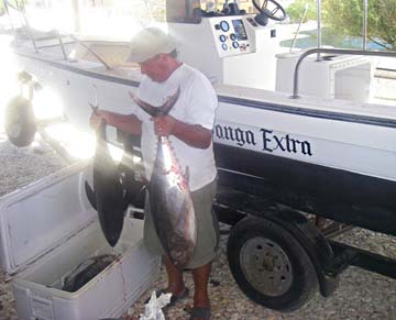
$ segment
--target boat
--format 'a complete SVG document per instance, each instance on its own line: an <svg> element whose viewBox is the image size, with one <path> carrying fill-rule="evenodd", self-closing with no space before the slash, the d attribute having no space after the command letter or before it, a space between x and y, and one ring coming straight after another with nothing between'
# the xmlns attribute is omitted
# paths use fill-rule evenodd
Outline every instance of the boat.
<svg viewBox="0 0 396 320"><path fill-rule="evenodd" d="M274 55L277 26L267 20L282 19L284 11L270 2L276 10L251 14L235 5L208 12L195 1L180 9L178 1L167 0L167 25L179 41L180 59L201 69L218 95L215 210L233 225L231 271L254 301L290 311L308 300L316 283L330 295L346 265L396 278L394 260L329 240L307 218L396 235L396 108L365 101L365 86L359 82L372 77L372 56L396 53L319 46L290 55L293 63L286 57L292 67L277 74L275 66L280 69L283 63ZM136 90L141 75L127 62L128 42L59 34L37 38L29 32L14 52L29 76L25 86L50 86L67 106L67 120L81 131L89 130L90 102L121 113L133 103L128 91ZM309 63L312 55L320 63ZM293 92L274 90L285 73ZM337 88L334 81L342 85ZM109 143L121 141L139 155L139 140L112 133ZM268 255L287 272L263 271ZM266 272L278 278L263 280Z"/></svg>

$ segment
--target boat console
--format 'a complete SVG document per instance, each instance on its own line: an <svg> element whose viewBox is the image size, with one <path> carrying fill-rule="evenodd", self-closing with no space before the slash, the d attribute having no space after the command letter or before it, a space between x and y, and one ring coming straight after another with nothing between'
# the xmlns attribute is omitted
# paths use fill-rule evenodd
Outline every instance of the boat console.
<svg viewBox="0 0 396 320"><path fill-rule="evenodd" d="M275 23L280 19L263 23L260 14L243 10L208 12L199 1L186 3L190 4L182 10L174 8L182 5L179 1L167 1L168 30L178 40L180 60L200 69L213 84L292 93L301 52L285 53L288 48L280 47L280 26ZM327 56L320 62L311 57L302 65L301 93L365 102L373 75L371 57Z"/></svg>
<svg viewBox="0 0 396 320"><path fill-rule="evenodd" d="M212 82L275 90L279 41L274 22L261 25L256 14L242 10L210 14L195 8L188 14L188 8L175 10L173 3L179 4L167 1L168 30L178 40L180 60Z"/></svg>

----

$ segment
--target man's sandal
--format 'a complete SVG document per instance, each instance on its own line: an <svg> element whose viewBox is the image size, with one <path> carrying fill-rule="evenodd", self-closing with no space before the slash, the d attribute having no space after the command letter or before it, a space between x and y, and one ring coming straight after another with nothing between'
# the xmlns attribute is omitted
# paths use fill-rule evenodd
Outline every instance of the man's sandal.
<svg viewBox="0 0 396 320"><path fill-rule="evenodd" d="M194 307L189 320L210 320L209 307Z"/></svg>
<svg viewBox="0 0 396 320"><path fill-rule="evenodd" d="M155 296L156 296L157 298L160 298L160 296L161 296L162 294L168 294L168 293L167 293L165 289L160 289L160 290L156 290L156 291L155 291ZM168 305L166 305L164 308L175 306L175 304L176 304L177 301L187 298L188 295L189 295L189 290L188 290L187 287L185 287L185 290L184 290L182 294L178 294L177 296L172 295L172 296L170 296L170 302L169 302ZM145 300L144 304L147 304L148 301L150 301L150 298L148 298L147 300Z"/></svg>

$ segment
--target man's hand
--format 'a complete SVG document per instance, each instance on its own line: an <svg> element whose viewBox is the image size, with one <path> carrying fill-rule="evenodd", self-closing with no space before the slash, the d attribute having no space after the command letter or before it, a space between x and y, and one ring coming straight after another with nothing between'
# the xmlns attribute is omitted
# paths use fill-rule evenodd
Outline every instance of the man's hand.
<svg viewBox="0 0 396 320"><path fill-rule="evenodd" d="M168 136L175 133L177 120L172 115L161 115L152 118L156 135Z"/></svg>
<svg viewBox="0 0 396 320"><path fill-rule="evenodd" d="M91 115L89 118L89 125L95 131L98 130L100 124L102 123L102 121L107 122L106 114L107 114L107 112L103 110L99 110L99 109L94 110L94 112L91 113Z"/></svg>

----

## What you should do
Report every line in the records above that contains the string "boat", copying each such line in full.

## The reply
--target boat
Outline every instance of the boat.
--target boat console
Outline every instance of the boat console.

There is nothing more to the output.